- Problem to solve: Every entry below should be printed again exactly as it reads.

- Data extracts:
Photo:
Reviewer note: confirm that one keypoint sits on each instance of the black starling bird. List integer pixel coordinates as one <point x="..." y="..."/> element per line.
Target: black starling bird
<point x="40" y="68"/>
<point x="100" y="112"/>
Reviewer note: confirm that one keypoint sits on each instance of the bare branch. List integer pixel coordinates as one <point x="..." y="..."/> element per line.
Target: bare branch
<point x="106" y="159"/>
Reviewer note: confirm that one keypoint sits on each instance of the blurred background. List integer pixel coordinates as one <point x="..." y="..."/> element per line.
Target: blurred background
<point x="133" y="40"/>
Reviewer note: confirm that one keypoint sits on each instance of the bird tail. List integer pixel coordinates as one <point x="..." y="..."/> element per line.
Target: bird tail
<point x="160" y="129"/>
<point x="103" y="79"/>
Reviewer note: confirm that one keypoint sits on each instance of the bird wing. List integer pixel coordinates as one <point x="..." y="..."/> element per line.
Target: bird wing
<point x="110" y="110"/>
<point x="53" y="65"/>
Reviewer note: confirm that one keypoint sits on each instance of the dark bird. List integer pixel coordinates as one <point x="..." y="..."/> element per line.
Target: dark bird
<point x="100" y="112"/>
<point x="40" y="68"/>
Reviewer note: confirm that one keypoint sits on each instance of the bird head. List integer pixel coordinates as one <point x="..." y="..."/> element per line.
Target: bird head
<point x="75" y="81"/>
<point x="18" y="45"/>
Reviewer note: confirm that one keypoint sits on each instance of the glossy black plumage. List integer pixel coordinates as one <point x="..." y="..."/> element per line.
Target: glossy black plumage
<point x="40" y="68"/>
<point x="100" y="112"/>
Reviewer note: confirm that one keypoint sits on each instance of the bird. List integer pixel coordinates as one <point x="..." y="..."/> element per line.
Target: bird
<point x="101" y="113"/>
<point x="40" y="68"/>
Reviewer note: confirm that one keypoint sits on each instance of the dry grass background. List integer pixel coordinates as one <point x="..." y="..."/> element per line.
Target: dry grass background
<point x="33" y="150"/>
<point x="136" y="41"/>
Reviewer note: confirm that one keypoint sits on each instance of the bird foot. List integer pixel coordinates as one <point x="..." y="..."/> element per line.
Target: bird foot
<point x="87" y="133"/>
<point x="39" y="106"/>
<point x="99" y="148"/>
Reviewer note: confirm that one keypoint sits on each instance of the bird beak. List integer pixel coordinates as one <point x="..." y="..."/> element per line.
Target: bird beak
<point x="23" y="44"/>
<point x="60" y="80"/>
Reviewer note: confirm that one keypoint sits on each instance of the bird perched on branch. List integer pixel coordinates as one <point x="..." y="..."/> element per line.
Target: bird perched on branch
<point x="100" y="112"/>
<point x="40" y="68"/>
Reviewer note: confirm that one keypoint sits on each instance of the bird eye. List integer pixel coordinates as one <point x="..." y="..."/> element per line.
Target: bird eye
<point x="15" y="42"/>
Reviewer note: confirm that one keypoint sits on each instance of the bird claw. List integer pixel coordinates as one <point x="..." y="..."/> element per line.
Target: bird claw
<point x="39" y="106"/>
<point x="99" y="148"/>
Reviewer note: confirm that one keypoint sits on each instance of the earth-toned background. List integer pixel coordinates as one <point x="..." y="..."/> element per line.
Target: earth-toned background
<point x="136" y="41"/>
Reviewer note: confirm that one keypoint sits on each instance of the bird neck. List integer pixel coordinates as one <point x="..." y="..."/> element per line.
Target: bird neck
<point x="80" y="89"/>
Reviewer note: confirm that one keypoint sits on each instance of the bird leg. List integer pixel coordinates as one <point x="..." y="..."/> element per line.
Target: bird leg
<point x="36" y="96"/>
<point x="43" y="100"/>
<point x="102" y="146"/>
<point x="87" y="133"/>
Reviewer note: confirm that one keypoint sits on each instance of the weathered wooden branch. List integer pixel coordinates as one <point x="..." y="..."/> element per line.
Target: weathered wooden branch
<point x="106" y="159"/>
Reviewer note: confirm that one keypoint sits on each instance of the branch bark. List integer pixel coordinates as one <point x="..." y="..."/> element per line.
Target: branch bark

- Output below:
Photo:
Reviewer note: confirm that one keypoint sits on each instance of the black starling bird. List integer pixel coordinates as one <point x="..." y="..."/> element per line.
Target: black starling bird
<point x="40" y="68"/>
<point x="100" y="112"/>
Reviewer note: confirm that one keypoint sits on each instance of the bare branch. List integer pixel coordinates as one <point x="..." y="..."/> element per line.
Target: bare branch
<point x="106" y="159"/>
Reviewer note: confirm that one keypoint sits on each instance of the blurred background. List integer pixel coordinates as one <point x="..." y="..."/> element per line.
Target: blurred background
<point x="133" y="40"/>
Reviewer note: confirm that one keypoint sits on each instance of the bird tail. List integer pixel coordinates as one <point x="..." y="..."/> element per line.
Target: bird tail
<point x="160" y="129"/>
<point x="103" y="79"/>
Reviewer note: confirm that one keypoint sits on each instance of the bird wing. List integer pixel coordinates as one <point x="..." y="..."/> element per line.
Target: bird wing
<point x="110" y="110"/>
<point x="53" y="65"/>
Reviewer note: confirm that one keypoint sits on each instance of the dark bird. List integer pixel coordinates as one <point x="..." y="..."/> element per line.
Target: dark bird
<point x="100" y="112"/>
<point x="40" y="68"/>
Reviewer note: confirm that one keypoint sits on each instance of the bird head. List integer pixel coordinates as one <point x="..." y="..."/> element per line.
Target: bird head
<point x="75" y="81"/>
<point x="18" y="45"/>
Reviewer note: confirm that one keypoint sits on each instance of the glossy black plumage. List integer pixel coordinates as one <point x="..." y="..."/> element per line.
Target: glossy black plumage
<point x="40" y="68"/>
<point x="100" y="112"/>
Reviewer note: confirm that one keypoint sits on each instance of the bird. List integer pixel coordinates as one <point x="..." y="..."/> element per line.
Target: bird
<point x="101" y="113"/>
<point x="40" y="68"/>
Reviewer note: confirm that one keypoint sits on each instance of the dry grass background. List integer pixel coordinates as one <point x="..." y="..."/> element per line.
Target: dry grass background
<point x="33" y="150"/>
<point x="136" y="41"/>
Reviewer note: confirm that one keypoint sits on each instance of the bird foot. List integer pixel coordinates as one <point x="..." y="..."/> element per line.
Target: bird foot
<point x="87" y="133"/>
<point x="39" y="106"/>
<point x="99" y="148"/>
Reviewer note: confirm that one keypoint sits on each instance of the bird beak. List integer pixel coordinates as one <point x="..." y="..."/> element per line.
Target: bird beak
<point x="23" y="44"/>
<point x="60" y="80"/>
Reviewer note: confirm that one keypoint sits on each instance of the bird perched on branch. List integer pixel coordinates as one <point x="..." y="..."/> element per line.
Target: bird perched on branch
<point x="100" y="112"/>
<point x="40" y="68"/>
Reviewer note: confirm that one keypoint sits on each instance of the bird eye. List integer pixel coordinates as one <point x="..." y="..."/> element per line.
Target: bird eye
<point x="15" y="42"/>
Reviewer note: confirm that one keypoint sits on each instance of the bird claw. List integer pixel coordinates as one <point x="..." y="..."/> element per line.
Target: bird claw
<point x="39" y="106"/>
<point x="99" y="148"/>
Reviewer note: confirm that one keypoint sits on each instance of the earth-toned background. List integer pixel coordinates as one <point x="..." y="..."/> element per line.
Target: earth-toned background
<point x="136" y="41"/>
Reviewer note: confirm that one keypoint sits on each instance of the bird neck. List integer pixel coordinates as one <point x="..." y="..."/> element per line.
Target: bird neck
<point x="80" y="89"/>
Reviewer note: confirm that one keypoint sits on each instance of the bird leg. List integer pixel coordinates as one <point x="..." y="..."/> element per line.
Target: bird leg
<point x="36" y="96"/>
<point x="43" y="100"/>
<point x="102" y="146"/>
<point x="87" y="133"/>
Reviewer note: confirm that one keypoint sits on each instance of the weathered wooden branch. List integer pixel coordinates as one <point x="..." y="..."/> element per line.
Target: weathered wooden branch
<point x="106" y="159"/>
Reviewer note: confirm that one keypoint sits on each instance of the branch bark. List integer pixel coordinates as one <point x="..." y="..."/> element per line.
Target: branch bark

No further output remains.